→ **DIRECTIVE**
List each line below that contains the string "leafy", copying each one in full.

→ **DATASET RECORDS**
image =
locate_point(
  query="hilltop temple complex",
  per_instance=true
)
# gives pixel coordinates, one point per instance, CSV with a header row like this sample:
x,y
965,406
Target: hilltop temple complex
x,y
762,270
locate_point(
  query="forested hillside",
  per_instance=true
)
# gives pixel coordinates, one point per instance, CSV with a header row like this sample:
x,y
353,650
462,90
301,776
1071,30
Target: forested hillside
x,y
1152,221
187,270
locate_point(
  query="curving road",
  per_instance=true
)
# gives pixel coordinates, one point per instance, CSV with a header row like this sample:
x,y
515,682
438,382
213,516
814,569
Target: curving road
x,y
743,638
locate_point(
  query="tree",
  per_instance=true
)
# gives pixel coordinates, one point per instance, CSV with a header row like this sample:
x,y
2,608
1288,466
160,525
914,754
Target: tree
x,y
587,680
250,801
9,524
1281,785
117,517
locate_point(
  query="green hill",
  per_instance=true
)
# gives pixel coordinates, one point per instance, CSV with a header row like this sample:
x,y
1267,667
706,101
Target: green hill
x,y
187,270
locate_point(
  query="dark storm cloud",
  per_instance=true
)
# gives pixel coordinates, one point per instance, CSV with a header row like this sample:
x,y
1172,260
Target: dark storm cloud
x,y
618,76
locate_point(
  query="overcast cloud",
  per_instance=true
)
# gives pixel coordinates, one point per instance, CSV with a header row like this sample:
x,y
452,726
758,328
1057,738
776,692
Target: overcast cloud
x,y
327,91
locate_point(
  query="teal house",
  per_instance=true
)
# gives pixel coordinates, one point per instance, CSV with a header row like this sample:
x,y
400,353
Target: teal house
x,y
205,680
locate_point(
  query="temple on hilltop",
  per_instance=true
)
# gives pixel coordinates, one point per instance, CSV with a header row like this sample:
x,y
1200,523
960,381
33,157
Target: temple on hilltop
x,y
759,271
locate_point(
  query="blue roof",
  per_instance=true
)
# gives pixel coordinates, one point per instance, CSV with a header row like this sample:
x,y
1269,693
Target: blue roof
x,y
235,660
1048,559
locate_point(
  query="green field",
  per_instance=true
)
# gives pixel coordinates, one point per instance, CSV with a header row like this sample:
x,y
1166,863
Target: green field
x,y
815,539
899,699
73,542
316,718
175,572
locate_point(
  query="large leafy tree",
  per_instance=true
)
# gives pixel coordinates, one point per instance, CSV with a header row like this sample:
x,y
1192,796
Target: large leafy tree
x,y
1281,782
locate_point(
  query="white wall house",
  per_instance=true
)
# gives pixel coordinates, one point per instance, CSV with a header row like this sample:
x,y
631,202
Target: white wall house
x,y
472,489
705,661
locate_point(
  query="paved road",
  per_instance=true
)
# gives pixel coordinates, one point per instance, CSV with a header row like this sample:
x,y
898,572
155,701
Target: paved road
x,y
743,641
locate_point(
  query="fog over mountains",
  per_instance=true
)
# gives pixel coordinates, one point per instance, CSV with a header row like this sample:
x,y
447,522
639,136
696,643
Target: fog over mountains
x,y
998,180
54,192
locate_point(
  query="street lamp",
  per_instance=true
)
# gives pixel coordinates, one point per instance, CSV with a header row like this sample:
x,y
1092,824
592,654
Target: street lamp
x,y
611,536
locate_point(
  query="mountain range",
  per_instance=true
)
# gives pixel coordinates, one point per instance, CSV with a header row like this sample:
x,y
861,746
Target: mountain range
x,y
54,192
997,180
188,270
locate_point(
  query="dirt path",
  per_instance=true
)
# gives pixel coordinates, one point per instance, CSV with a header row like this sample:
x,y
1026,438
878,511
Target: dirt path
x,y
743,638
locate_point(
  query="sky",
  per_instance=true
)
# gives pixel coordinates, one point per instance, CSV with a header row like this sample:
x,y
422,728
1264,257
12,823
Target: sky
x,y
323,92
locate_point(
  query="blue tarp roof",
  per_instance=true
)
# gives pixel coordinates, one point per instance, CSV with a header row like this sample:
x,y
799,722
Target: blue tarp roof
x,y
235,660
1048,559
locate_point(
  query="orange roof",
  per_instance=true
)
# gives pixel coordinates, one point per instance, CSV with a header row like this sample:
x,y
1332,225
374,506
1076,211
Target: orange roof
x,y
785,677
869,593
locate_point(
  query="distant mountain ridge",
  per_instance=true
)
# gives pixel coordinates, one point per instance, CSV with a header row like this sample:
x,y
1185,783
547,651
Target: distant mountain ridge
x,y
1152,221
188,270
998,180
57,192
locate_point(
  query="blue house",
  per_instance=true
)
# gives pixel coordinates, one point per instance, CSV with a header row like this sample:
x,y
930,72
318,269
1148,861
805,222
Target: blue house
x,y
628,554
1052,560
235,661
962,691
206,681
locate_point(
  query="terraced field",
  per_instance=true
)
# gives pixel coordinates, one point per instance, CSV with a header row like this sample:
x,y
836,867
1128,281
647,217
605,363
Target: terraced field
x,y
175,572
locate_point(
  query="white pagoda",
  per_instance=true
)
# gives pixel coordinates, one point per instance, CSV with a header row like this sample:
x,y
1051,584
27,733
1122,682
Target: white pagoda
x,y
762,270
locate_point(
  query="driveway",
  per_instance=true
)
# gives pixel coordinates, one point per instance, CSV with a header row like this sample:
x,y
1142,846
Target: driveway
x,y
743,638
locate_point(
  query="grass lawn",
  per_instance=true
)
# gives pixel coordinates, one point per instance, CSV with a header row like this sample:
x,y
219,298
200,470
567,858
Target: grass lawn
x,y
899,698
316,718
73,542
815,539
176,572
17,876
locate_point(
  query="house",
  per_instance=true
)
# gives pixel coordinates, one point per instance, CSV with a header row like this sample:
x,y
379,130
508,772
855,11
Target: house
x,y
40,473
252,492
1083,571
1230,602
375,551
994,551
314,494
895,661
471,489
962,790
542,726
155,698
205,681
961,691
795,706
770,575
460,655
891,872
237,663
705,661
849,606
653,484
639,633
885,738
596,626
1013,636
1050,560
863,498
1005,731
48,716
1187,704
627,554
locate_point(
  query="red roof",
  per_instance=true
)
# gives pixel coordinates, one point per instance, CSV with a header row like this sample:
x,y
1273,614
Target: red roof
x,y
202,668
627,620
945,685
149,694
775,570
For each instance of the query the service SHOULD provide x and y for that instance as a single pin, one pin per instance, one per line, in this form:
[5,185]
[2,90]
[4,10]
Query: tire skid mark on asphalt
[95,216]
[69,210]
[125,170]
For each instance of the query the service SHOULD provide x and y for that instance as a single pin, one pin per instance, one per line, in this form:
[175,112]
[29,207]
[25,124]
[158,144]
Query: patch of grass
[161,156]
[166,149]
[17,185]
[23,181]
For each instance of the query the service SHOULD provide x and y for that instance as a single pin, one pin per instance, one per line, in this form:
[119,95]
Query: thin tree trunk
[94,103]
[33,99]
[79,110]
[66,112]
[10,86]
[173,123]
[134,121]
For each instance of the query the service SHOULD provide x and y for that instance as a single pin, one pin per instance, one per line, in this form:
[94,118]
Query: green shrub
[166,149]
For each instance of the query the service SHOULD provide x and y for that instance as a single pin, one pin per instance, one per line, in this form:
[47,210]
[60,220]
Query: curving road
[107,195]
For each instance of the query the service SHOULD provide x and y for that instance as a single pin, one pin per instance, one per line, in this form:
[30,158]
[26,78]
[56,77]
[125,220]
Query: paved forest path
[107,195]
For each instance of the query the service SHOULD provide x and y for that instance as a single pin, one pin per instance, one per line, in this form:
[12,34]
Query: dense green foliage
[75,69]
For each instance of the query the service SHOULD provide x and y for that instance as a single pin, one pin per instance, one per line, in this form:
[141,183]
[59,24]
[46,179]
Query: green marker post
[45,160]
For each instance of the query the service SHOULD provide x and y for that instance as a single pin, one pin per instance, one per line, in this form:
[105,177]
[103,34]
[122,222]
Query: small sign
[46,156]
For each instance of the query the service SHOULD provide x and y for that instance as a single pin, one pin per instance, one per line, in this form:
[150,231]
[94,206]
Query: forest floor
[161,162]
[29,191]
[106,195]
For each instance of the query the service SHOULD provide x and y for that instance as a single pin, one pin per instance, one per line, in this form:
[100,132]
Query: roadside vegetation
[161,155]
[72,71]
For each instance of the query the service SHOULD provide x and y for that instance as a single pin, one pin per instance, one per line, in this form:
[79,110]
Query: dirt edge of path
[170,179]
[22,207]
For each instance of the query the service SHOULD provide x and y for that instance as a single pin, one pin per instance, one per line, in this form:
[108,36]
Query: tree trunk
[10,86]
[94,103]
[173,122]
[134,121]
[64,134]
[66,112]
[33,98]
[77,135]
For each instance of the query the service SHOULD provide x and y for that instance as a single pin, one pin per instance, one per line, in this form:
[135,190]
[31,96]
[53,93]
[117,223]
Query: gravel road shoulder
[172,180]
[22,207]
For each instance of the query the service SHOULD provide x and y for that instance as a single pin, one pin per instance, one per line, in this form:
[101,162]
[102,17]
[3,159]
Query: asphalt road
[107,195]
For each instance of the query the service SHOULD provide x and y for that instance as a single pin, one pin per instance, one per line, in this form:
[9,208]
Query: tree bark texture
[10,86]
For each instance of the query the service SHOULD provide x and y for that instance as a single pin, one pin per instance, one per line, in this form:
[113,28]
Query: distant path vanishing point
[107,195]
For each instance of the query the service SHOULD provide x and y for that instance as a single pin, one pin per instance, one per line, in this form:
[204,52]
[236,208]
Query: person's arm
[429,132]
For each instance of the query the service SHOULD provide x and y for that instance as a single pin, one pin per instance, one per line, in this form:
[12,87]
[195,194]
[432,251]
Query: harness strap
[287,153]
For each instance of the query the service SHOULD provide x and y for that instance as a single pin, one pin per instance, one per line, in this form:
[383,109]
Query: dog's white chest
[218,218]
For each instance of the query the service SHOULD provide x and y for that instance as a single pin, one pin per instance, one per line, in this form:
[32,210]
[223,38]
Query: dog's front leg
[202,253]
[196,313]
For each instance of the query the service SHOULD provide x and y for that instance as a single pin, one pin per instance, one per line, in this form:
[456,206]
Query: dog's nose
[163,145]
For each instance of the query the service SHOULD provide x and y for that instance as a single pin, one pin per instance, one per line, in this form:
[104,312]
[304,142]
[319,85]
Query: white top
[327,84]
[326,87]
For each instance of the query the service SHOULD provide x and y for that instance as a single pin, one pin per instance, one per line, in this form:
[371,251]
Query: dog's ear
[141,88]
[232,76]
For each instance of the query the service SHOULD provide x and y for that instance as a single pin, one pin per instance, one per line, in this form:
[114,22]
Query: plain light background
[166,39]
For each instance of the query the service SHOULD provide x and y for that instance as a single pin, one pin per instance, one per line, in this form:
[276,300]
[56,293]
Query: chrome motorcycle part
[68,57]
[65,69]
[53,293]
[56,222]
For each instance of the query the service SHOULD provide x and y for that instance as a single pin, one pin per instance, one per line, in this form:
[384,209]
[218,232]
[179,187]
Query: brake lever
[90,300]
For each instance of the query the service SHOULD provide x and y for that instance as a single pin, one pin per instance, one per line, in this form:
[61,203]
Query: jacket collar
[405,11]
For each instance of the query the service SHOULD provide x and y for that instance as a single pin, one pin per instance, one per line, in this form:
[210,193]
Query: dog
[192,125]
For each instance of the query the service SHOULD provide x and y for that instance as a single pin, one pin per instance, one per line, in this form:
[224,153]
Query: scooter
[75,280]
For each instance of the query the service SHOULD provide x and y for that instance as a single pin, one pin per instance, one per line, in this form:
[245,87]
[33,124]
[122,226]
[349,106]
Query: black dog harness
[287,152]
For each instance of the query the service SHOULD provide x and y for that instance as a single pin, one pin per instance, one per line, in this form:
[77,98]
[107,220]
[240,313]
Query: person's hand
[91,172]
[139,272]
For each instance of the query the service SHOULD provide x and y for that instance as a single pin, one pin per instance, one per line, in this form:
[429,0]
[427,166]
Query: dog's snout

→ **RESPONSE TO THE TASK**
  query="large leafy tree",
Target: large leafy tree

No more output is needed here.